If you manage a large-scale Kubernetes cluster, you know the problem: horizontally scaling a custom controller doesn't really work. Every replica receives the complete event stream from the API server, deserializes every Pod, every ConfigMap, every Secret. At the scale of a 5,000-node cluster, that's massive resource waste.
Kubernetes v1.36, released in May 2026, finally provides a native solution to this problem with Coordinated Leader Election. This guide explains how it works and how to implement it in your production workloads.
The Problem: Why Horizontal Controller Scaling Is Broken
Before understanding the solution, we need to understand the problem. Let's look at a concrete example.
The Real Cost of Watching Everything
Imagine a controller managing a Custom Resource in a 5,000-node cluster. You run 3 replicas for high availability. Here's what happens:
Every replica receives the entire event stream
The API server sends the same events (Pod created, ConfigMap modified, Node added) to each replica. If you have 10,000 Pods in the cluster, each replica receives and processes all 10,000 events.
Redundant deserialization
Each replica deserializes the same JSON objects into Go structures. That's wasted CPU, multiplied by the number of replicas.
Duplicated memory
Each replica maintains its own cache of cluster objects. 3 replicas means 3 copies of the complete state in memory.
The Illusion of Leader Election
The classic leader election pattern in Kubernetes doesn't solve this problem. Yes, only one replica is the "leader" performing actions. But all replicas continue receiving and processing events to be ready to take over.
According to benchmarks presented at KubeCon 2026, a typical custom controller on a 5,000-node cluster consumes about 3x more resources with 3 replicas than with 1, with no throughput gain.
The Solution: Coordinated Leader Election (CLE)

WORK TO DO:
a) According to the Kubernetes guide, in which month and year was Kubernetes v1.36 released?
b) Return everything in the Kubernetes guide from "If you manage" down to "massive resource waste.".
The items are material separate from the Kubernetes guide.

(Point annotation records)
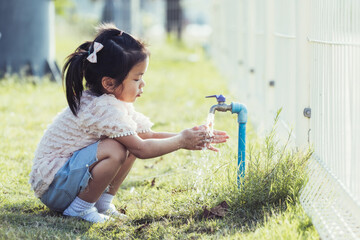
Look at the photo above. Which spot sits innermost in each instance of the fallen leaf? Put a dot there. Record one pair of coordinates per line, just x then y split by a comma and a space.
153, 182
142, 227
218, 211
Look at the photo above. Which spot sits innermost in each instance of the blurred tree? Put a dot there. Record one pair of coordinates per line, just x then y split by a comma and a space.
62, 5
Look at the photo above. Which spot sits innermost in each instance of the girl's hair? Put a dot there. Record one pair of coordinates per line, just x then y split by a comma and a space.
120, 53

EXERCISE ANSWERS:
a) May 2026

b)
If you manage a large-scale Kubernetes cluster, you know the problem: horizontally scaling a custom controller doesn't really work. Every replica receives the complete event stream from the API server, deserializes every Pod, every ConfigMap, every Secret. At the scale of a 5,000-node cluster, that's massive resource waste.